== PROBLEM ==
Every entry must be duplicated precisely as written.

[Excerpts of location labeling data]
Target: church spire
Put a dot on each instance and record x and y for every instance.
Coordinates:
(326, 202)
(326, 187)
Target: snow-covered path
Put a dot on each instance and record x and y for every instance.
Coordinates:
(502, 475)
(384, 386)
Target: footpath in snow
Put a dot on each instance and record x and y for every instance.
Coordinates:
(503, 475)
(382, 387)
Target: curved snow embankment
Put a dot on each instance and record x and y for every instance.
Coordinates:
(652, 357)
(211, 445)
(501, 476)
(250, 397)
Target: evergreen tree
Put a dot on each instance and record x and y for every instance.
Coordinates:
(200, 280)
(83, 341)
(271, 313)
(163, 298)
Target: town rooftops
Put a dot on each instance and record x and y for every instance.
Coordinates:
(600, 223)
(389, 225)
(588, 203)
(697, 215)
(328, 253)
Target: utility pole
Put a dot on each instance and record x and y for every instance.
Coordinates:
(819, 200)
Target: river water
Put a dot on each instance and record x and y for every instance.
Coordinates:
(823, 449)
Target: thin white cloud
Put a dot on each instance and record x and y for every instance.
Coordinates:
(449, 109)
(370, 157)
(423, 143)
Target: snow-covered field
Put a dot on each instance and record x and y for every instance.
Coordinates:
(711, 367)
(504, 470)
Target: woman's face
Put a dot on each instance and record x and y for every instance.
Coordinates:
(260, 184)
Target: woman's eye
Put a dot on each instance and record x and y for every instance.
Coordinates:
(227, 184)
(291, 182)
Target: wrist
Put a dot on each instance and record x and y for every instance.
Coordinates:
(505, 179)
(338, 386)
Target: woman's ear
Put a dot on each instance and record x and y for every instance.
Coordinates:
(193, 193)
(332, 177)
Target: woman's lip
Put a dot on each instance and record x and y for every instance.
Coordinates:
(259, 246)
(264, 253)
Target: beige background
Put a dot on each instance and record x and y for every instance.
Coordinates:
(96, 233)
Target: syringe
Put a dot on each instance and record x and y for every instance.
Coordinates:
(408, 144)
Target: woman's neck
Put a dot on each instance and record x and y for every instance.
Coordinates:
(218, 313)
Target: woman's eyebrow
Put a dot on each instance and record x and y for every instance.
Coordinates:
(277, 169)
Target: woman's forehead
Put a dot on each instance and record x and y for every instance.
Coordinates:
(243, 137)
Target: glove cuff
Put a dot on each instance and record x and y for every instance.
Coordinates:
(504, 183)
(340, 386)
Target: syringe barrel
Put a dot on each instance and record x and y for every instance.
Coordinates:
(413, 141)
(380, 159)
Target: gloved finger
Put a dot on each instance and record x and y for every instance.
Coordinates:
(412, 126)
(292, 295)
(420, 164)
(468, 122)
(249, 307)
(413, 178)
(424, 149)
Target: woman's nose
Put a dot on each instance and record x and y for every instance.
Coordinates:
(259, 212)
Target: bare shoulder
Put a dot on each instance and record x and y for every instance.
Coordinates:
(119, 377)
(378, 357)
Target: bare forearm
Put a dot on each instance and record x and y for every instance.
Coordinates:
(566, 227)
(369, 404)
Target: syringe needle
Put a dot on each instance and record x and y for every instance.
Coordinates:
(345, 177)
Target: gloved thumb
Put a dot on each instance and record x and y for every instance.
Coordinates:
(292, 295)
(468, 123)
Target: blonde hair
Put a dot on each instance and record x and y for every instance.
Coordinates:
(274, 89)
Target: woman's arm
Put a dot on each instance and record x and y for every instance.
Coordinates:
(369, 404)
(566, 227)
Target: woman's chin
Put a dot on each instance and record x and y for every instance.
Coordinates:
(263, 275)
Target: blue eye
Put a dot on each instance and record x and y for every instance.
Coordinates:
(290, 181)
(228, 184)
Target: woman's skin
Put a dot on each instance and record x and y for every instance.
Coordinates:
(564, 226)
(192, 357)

== WORKED SOLUTION ==
Target: church spire
Put a dot on each instance and record x and y for every instance.
Coordinates:
(326, 202)
(326, 187)
Target: snow-covered path
Put a dot on each instance and record x and y for every instance.
Coordinates:
(502, 475)
(384, 386)
Target: footpath in snow
Put a dot on each instance and record x and y for every instance.
Coordinates:
(503, 475)
(382, 387)
Target: curved snow embankment
Put a dot on each instance and record x and y for every instance.
Coordinates:
(652, 357)
(211, 445)
(501, 476)
(250, 397)
Target: evergreen tree
Put a dot on each instance and record x and y for every instance.
Coordinates:
(200, 280)
(83, 341)
(271, 313)
(163, 298)
Target: town rooftops
Put a dot on each instance and record x and y for every instance.
Coordinates:
(600, 223)
(389, 225)
(588, 203)
(697, 215)
(328, 253)
Target: utility pole
Put a dot on each instance and record x and y for every instance.
Coordinates:
(819, 200)
Target: river water
Put a dot on each instance and record x and y for every instance.
Coordinates:
(823, 449)
Target: thin white cloud
Put a dot on each instance and record x and y for every instance.
Coordinates:
(449, 109)
(370, 157)
(423, 143)
Target: snow-covered field
Put a dot on each instance and record x and y for every instance.
Coordinates:
(711, 367)
(504, 470)
Target: woman's face
Put a dot on each instance and record x and y for every instance.
Coordinates:
(260, 184)
Target: woman's eye
Put a dot on each instance and record x and y for every instance.
Coordinates:
(227, 184)
(291, 182)
Target: wrist
Put a dot on each instance and record x and y for every instance.
Coordinates:
(505, 179)
(338, 386)
Target: woman's ear
Put a dot on each instance and record x and y for every instance.
Coordinates:
(193, 193)
(332, 177)
Target: woman's lip
Put a dot on each instance and record x and y for every instance.
Coordinates:
(259, 246)
(264, 253)
Target: beige background
Put a dot on each instance and record x and y for every instance.
Coordinates:
(96, 233)
Target: syringe
Put a dot on each instance and record x and y for every instance.
Coordinates:
(408, 144)
Target: woman's neck
Put a dot on each instance and record x and y for every instance.
Coordinates:
(218, 313)
Target: woman's eyebrow
Put a dot on each instance and record x and y for every instance.
Coordinates:
(277, 169)
Target: woman's forehead
Put a dot on each instance and record x and y for every instance.
Coordinates:
(243, 137)
Target: glove cuff
Put a dot on each instance and record x and y for every instance.
Coordinates:
(504, 183)
(340, 386)
Target: syringe barrel
Put a dot on each instance and record x and y for every instance.
Coordinates:
(413, 141)
(380, 159)
Target: gloved finger
Put a dot on each instance and record x and y for every instance.
Coordinates:
(412, 126)
(292, 295)
(420, 164)
(468, 122)
(249, 307)
(413, 178)
(424, 149)
Target: woman's nose
Put a dot on each instance and record x and y for every instance.
Coordinates:
(259, 212)
Target: bare shoulder
Put a dot on each instance and record x and y for every instance.
Coordinates:
(119, 377)
(378, 357)
Target: bare forearm
Put a dot on each instance and record x and y for every instance.
Coordinates:
(566, 227)
(369, 404)
Target: syringe needle
Put a dot on each instance and record x and y for every instance.
Coordinates:
(345, 177)
Target: gloved thumb
Put a dot on each instance and record x and y for every instance.
Coordinates:
(292, 295)
(468, 123)
Target: blonde hair
Put a dot on each instance and record x and y for every instance.
Coordinates:
(274, 89)
Target: woman's arm
Put a dot on each instance and record x and y for every instance.
Coordinates:
(369, 404)
(566, 227)
Target: woman's chin
Put a dot on each instance and record x and y for every instance.
Coordinates:
(263, 275)
Target: blue eye
Put a dot on each instance and record x and y for every instance.
Coordinates:
(290, 181)
(228, 184)
Target: woman's skin
Put a dot on each instance and record x and y for every instance.
Coordinates:
(564, 226)
(192, 357)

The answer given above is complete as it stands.